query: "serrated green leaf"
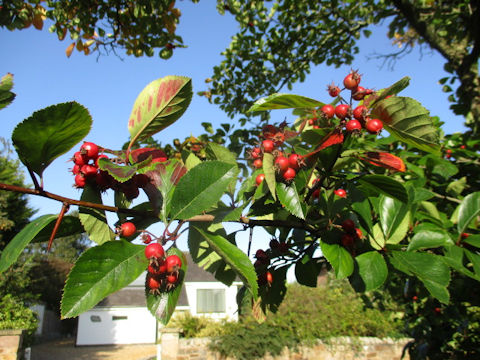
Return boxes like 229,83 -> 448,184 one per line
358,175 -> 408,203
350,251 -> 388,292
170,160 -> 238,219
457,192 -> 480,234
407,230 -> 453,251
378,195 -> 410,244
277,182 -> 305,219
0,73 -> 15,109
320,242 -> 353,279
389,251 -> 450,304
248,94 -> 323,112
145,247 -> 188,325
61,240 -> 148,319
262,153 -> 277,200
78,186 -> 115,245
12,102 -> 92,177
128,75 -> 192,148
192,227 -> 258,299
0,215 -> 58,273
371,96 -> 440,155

────

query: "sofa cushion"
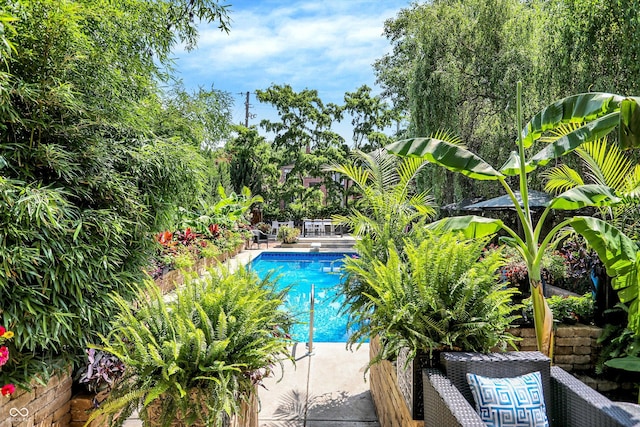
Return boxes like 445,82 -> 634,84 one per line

────

PROBLEM DETAILS
Count the lines in the listing above that contain the string "boxes", matching case exactly. Give only the number.

EXERCISE RESULT
2